### YOUR INSTRUCTIONS
Go through the records and filter out every line lacking the word "instance"; copy the lines that remain.

** EXTRACTED DATA follows **

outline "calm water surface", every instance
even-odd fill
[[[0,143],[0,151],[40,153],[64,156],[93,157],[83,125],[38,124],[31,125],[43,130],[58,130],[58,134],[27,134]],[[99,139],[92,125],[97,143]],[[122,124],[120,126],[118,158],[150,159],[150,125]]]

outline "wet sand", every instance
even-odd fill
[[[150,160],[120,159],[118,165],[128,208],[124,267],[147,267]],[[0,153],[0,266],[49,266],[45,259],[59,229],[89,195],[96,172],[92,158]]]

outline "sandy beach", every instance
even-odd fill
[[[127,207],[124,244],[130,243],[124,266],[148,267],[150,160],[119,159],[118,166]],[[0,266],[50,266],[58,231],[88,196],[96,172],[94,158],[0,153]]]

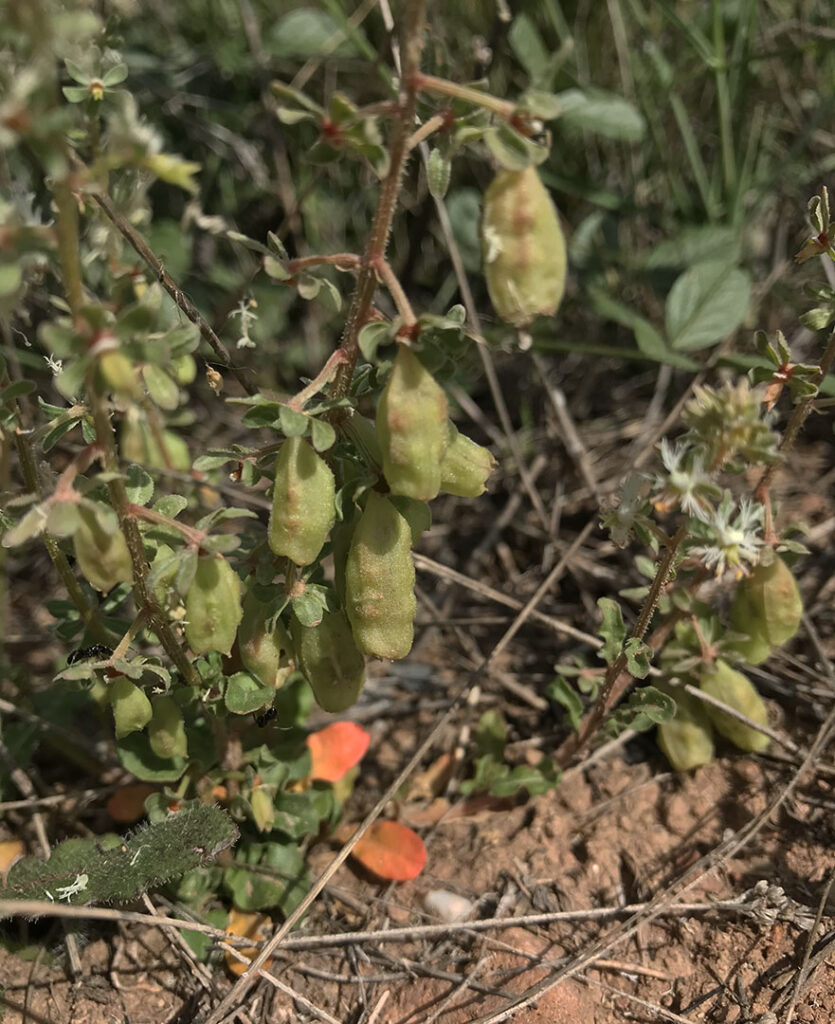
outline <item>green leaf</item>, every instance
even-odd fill
[[[539,30],[526,14],[517,14],[513,19],[507,39],[531,81],[539,83],[545,80],[550,69],[550,57]]]
[[[654,725],[661,725],[676,713],[676,702],[654,686],[641,686],[629,694],[626,703],[612,716],[618,731],[633,729],[646,732]]]
[[[109,89],[114,85],[119,85],[120,82],[128,77],[128,68],[126,64],[116,64],[109,71],[106,71],[102,76],[101,84]]]
[[[142,782],[176,782],[188,767],[184,757],[157,757],[144,732],[123,736],[116,743],[116,753],[122,767]]]
[[[37,537],[46,529],[47,512],[42,505],[30,508],[20,522],[3,535],[4,548],[16,548],[27,540]]]
[[[597,602],[597,607],[603,613],[603,622],[598,630],[603,637],[603,646],[598,654],[607,665],[611,665],[623,647],[626,626],[623,624],[623,615],[617,601],[613,601],[610,597],[601,597]]]
[[[640,111],[620,96],[567,89],[558,97],[562,107],[560,120],[571,128],[621,142],[640,142],[644,137],[646,124]]]
[[[558,676],[545,692],[551,700],[555,700],[565,708],[571,728],[577,732],[583,719],[583,702],[571,683]]]
[[[282,60],[358,56],[356,47],[345,38],[334,19],[313,7],[300,7],[279,18],[269,33],[267,47]]]
[[[740,235],[732,227],[706,224],[685,228],[674,238],[657,245],[644,261],[647,270],[661,267],[684,268],[704,260],[722,259],[726,263],[739,254]]]
[[[55,537],[72,537],[78,529],[81,515],[73,501],[56,501],[49,507],[46,529]]]
[[[134,505],[147,505],[154,495],[154,481],[141,466],[128,466],[125,475],[128,500]]]
[[[317,452],[326,452],[336,441],[336,431],[327,420],[312,419],[310,440]]]
[[[649,663],[653,655],[652,648],[639,640],[638,637],[630,637],[626,641],[626,667],[630,674],[636,679],[646,679],[649,675]]]
[[[750,295],[750,279],[738,267],[729,267],[723,260],[694,264],[667,296],[670,345],[679,352],[692,352],[726,338],[742,323]]]
[[[188,508],[188,498],[184,498],[182,494],[166,494],[159,501],[154,502],[154,511],[168,519],[176,519],[186,508]]]
[[[223,872],[223,885],[239,910],[278,907],[289,914],[310,888],[301,853],[293,844],[249,843]]]
[[[303,594],[293,598],[291,604],[303,626],[318,626],[328,605],[327,591],[324,587],[308,586]]]
[[[322,815],[316,807],[316,790],[304,793],[281,793],[276,800],[273,828],[284,832],[290,839],[315,836]]]
[[[279,406],[278,420],[285,437],[304,437],[310,425],[309,416],[287,405]]]
[[[236,672],[226,683],[224,701],[233,715],[251,715],[272,704],[275,690],[261,684],[248,672]]]
[[[0,295],[14,295],[22,281],[19,263],[0,263]]]
[[[485,711],[478,722],[475,741],[479,755],[501,761],[504,757],[507,726],[501,711],[491,708]]]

** End of EXTRACTED DATA **

### TASK RESPONSE
outline "calm water surface", every instance
outline "wet sand", every instance
outline "sandy beach", every instance
outline <item>green leaf</item>, every instance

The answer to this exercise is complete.